▶ Challenge:
Copy out the lines from the one containing "Where can you see the pagoda roof" through the last line below, both ends included.

▶ Dataset:
<<<<

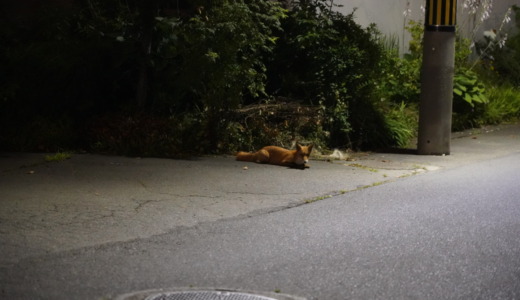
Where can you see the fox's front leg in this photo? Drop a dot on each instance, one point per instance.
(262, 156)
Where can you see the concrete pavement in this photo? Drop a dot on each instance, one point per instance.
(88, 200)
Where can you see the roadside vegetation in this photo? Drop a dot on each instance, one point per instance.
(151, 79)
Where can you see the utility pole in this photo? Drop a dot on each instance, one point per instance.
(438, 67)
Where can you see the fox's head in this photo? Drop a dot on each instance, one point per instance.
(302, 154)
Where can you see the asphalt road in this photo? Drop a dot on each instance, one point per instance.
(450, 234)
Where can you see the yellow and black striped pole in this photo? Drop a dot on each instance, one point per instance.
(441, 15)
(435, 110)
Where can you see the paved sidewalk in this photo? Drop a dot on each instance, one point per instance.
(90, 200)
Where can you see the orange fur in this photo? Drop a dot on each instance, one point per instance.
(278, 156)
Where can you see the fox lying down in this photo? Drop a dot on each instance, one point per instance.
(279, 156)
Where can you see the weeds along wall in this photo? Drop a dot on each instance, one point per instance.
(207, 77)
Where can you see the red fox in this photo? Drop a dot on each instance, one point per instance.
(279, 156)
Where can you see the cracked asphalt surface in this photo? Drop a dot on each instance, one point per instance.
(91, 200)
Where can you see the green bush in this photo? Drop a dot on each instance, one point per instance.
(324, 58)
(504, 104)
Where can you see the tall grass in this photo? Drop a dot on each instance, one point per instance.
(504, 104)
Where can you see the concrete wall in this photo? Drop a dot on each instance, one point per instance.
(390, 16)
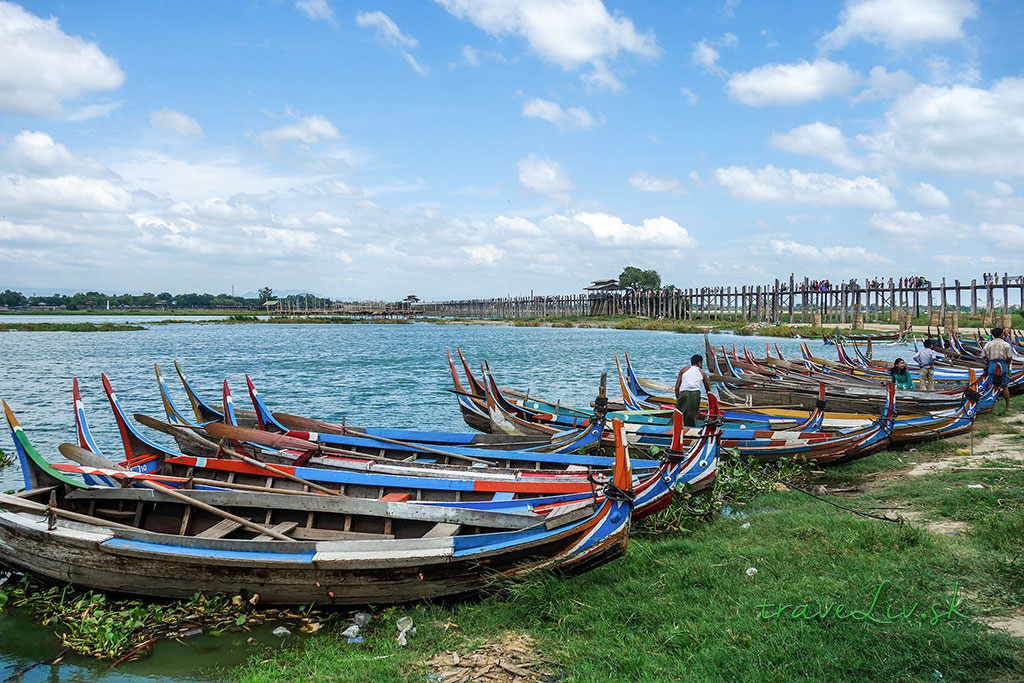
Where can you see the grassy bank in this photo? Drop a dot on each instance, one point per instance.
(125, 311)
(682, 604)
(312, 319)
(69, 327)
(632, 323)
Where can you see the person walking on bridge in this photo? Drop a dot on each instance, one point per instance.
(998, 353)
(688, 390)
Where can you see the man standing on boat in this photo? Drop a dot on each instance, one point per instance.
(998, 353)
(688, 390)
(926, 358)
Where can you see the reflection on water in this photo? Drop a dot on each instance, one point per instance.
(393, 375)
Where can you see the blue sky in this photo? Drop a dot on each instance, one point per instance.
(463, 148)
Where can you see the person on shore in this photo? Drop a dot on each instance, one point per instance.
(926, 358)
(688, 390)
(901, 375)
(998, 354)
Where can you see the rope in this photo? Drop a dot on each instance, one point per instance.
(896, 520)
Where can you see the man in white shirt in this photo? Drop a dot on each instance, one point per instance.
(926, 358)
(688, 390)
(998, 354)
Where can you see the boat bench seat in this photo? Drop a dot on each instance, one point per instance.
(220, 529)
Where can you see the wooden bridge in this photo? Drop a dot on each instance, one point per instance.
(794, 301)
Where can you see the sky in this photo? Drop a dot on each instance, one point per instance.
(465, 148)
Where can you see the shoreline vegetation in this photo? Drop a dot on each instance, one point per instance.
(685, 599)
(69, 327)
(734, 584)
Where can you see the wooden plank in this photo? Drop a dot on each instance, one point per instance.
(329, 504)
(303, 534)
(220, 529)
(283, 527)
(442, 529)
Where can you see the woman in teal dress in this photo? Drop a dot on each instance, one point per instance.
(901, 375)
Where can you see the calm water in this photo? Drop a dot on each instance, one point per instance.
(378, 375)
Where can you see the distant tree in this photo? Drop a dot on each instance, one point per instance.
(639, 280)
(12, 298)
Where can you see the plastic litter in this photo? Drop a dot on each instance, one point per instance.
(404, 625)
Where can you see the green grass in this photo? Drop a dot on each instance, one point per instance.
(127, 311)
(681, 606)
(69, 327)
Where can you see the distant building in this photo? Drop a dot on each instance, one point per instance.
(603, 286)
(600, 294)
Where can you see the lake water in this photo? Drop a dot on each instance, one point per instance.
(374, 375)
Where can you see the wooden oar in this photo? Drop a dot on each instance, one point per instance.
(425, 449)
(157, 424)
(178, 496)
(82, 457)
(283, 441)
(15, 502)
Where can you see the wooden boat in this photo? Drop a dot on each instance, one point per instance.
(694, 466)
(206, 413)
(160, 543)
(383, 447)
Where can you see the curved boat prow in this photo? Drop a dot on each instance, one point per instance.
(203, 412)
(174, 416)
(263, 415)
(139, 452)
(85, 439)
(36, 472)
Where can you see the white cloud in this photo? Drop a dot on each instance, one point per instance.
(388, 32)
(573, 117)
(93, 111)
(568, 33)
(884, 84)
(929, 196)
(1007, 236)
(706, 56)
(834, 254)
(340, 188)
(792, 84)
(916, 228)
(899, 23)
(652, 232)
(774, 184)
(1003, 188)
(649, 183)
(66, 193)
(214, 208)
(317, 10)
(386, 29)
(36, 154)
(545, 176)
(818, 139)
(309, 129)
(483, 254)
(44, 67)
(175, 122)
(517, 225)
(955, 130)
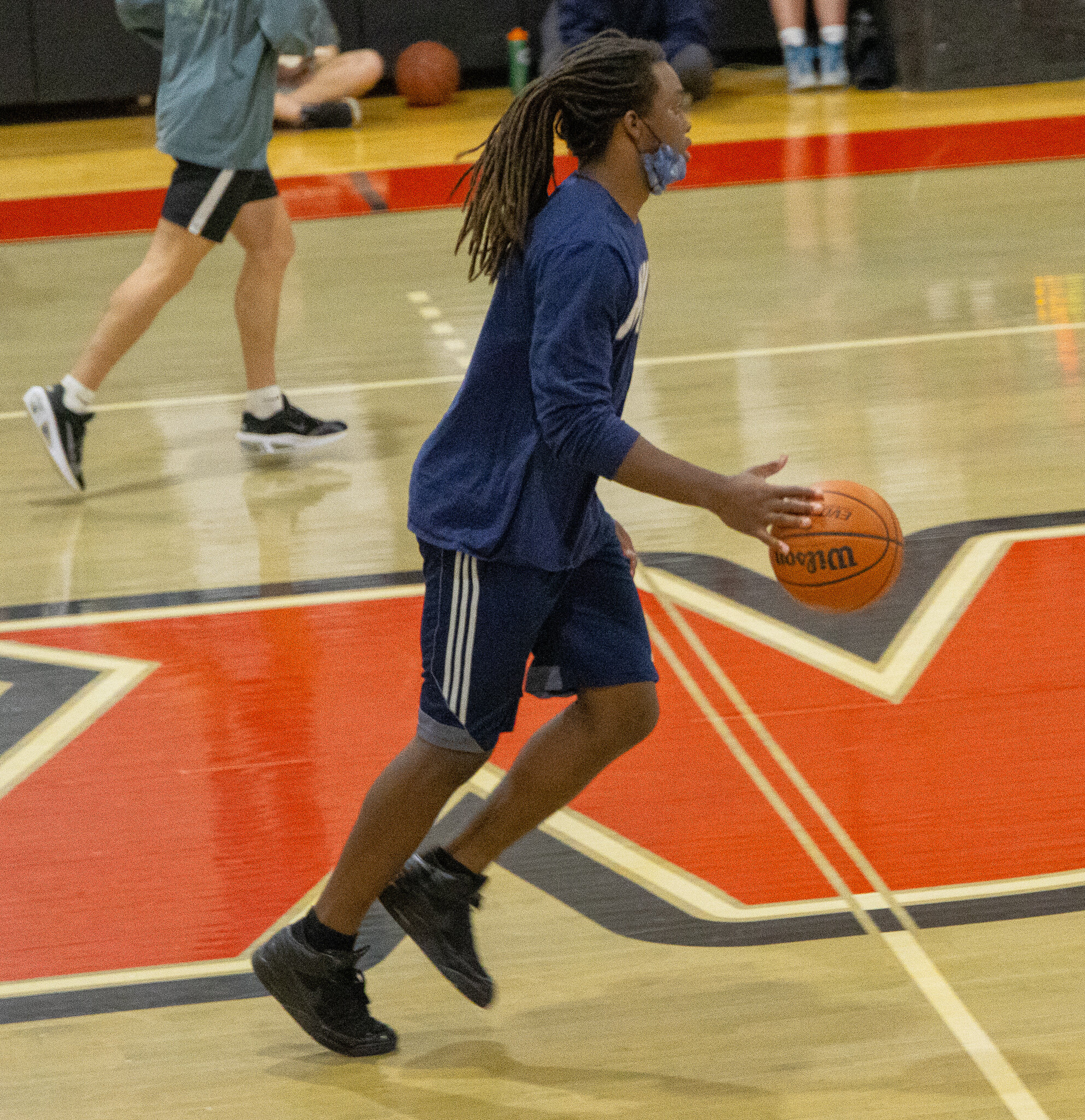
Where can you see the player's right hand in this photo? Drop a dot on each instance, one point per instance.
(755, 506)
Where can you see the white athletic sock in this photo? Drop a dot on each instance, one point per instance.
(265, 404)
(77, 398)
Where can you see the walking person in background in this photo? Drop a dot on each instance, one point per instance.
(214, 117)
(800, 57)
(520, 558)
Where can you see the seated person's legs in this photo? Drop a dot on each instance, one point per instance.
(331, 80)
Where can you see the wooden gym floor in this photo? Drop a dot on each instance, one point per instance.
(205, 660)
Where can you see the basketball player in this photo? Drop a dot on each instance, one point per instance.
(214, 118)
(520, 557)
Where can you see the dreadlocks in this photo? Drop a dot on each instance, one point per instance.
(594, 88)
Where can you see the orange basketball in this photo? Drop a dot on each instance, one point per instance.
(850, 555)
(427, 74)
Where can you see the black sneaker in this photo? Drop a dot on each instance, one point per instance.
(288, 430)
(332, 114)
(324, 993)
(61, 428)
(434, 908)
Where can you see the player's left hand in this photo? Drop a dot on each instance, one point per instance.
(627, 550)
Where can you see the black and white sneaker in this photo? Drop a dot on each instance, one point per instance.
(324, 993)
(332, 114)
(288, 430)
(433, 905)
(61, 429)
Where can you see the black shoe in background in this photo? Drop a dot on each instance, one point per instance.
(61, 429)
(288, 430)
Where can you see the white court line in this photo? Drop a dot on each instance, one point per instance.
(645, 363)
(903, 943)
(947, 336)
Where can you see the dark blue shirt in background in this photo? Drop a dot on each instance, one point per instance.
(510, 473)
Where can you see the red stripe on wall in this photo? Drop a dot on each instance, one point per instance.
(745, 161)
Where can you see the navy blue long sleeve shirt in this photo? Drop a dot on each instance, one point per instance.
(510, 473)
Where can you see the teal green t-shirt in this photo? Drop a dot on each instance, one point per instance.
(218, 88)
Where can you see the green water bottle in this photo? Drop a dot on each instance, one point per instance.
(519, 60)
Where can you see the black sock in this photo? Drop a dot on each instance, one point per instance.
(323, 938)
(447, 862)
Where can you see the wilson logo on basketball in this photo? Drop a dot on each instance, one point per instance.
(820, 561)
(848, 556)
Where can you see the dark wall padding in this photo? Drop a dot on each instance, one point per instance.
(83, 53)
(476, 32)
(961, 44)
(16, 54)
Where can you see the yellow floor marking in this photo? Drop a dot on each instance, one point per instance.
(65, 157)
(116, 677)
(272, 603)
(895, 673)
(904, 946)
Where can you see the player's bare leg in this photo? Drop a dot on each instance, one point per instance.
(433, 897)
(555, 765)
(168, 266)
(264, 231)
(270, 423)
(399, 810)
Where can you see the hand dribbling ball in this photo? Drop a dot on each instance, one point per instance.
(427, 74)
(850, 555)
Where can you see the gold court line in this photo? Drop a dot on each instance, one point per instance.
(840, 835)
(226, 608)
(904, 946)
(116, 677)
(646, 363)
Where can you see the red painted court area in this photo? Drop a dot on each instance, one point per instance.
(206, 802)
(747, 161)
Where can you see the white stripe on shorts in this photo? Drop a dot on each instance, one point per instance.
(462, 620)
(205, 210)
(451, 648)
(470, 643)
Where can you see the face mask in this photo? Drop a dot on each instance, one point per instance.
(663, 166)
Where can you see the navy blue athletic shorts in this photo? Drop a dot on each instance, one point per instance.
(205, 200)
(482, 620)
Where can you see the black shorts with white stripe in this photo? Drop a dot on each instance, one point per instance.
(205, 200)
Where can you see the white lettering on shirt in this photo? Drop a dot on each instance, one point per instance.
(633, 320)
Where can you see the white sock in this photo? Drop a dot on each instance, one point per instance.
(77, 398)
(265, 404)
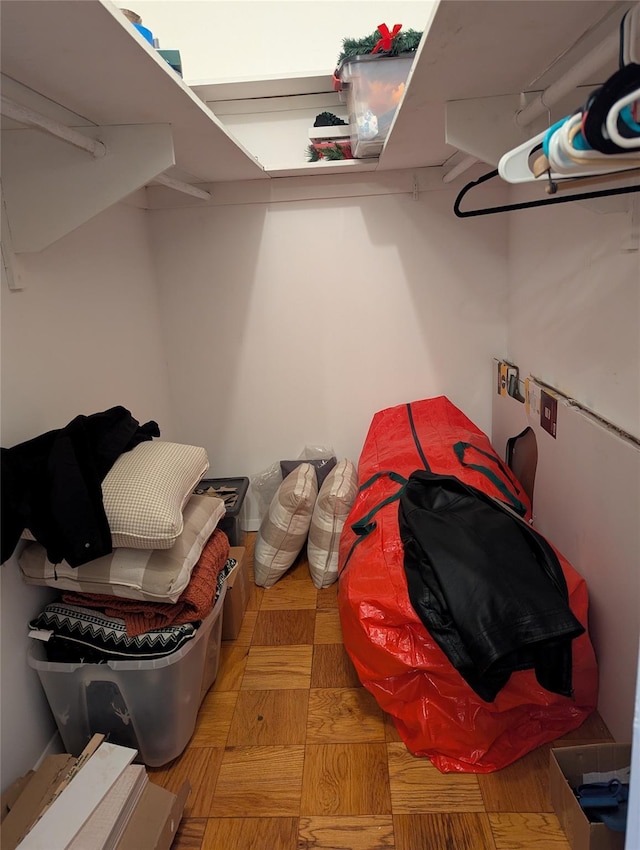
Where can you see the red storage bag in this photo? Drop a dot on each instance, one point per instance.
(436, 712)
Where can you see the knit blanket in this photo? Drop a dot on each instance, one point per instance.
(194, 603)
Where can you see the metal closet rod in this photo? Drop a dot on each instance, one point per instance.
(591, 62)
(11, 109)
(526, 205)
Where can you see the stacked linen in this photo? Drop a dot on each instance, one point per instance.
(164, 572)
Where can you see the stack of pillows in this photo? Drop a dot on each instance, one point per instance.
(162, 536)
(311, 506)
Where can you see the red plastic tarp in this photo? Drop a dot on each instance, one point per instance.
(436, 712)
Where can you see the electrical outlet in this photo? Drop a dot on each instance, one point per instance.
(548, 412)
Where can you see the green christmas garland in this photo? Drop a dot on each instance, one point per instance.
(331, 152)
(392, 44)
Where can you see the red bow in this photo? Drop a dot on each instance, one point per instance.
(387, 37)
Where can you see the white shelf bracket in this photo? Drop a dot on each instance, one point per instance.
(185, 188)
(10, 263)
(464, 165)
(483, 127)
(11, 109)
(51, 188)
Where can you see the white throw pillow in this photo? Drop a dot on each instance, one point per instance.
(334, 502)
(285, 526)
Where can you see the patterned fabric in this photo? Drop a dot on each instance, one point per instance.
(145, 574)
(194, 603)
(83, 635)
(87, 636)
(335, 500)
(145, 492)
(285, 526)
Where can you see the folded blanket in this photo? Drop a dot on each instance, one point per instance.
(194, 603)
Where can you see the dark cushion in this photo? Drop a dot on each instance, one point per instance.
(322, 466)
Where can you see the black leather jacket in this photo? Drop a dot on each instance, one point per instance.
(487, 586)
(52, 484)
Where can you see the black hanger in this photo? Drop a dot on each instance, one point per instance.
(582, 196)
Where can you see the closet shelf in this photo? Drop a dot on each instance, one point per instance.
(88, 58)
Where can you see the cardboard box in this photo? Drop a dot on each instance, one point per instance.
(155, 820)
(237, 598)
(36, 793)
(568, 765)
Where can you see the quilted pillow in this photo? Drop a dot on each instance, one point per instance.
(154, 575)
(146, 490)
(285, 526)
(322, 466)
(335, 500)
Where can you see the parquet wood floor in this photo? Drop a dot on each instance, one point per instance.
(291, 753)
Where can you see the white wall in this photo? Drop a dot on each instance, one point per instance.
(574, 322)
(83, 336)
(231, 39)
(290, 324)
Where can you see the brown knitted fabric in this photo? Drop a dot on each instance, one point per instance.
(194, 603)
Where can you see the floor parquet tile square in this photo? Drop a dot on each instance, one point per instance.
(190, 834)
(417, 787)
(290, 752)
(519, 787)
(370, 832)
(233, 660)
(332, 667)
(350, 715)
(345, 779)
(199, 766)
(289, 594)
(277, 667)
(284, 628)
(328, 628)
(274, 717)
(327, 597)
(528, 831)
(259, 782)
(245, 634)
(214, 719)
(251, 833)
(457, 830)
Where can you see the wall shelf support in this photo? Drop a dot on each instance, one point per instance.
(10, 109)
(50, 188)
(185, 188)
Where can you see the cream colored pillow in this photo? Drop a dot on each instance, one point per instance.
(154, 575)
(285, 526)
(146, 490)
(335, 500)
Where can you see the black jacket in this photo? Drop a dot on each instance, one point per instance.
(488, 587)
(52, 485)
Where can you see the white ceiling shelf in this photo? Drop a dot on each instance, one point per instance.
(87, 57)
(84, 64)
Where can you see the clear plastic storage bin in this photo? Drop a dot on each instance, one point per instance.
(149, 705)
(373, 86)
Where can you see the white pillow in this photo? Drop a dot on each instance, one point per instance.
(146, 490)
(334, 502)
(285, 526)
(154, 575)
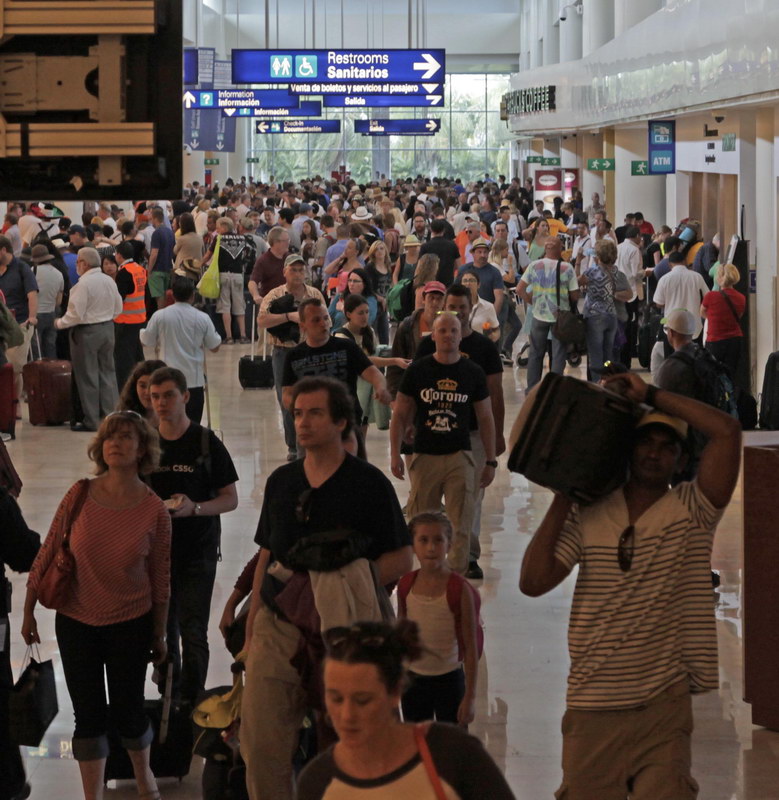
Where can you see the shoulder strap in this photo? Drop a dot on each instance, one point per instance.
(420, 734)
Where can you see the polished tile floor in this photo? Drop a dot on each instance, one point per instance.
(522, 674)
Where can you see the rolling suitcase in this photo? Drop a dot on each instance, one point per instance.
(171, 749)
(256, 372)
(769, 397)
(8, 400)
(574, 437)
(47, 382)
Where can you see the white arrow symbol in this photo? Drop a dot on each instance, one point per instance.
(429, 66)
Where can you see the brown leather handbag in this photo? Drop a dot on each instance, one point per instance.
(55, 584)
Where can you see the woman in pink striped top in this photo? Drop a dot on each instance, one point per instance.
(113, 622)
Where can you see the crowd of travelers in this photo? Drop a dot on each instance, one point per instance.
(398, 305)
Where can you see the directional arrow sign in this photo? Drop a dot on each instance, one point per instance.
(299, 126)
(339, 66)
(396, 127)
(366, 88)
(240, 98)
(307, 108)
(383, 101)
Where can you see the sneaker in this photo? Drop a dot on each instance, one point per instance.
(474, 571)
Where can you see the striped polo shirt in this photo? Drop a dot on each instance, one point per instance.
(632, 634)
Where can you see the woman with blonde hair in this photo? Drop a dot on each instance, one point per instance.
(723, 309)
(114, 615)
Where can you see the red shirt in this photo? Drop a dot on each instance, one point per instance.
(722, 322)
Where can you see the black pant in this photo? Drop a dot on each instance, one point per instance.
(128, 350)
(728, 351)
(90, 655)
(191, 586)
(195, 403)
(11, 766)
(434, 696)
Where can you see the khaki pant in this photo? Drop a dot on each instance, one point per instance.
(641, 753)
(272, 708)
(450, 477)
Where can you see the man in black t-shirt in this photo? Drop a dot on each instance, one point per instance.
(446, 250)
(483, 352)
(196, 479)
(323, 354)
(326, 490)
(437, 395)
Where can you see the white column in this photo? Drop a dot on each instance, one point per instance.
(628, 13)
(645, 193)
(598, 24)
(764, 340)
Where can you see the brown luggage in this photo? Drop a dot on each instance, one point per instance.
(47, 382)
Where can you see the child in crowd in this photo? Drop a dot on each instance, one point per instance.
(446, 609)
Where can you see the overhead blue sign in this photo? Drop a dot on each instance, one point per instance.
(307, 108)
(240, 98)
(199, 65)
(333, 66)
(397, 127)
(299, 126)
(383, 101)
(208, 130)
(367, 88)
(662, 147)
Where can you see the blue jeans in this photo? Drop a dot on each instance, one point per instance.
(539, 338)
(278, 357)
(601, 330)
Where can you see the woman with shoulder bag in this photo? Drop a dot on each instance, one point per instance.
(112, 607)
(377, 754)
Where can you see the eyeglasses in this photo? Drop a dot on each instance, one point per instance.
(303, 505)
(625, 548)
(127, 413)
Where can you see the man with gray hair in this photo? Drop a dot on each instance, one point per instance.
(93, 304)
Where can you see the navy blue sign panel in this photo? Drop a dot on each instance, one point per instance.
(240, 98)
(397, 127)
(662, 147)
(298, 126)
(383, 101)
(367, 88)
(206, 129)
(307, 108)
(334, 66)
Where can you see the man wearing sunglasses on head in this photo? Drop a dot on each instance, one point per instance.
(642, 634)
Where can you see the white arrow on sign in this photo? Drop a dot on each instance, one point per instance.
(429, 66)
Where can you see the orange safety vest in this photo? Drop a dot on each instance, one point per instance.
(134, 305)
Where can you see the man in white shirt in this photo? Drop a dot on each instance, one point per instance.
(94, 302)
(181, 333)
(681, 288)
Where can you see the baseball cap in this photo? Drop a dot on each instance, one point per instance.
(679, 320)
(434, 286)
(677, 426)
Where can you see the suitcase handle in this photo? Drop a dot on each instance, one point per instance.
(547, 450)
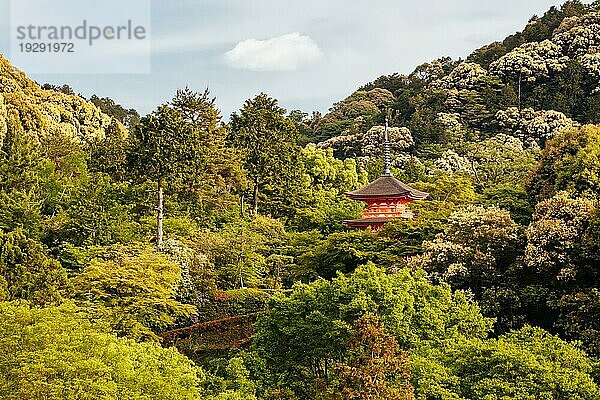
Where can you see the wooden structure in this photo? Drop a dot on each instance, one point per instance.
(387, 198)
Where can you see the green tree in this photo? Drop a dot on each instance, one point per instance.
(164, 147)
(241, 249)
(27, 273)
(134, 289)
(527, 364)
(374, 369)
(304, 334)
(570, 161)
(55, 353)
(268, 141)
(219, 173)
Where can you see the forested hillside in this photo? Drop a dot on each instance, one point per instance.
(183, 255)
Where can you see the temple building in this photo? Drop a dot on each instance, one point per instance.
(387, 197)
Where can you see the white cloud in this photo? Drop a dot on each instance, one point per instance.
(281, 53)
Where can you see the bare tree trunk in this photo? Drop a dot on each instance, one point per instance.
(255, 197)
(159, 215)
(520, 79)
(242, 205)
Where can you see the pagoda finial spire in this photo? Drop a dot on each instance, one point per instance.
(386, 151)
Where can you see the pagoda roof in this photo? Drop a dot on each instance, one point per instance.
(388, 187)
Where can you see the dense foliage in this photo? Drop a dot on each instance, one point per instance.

>>>>

▶ Task response:
Where can you see the pagoda roof in this photo? Drop a dot on each instance, one point per instance.
(388, 187)
Where can you see the dense foliage in this photo? Drop a dot on each instance, one point per instance.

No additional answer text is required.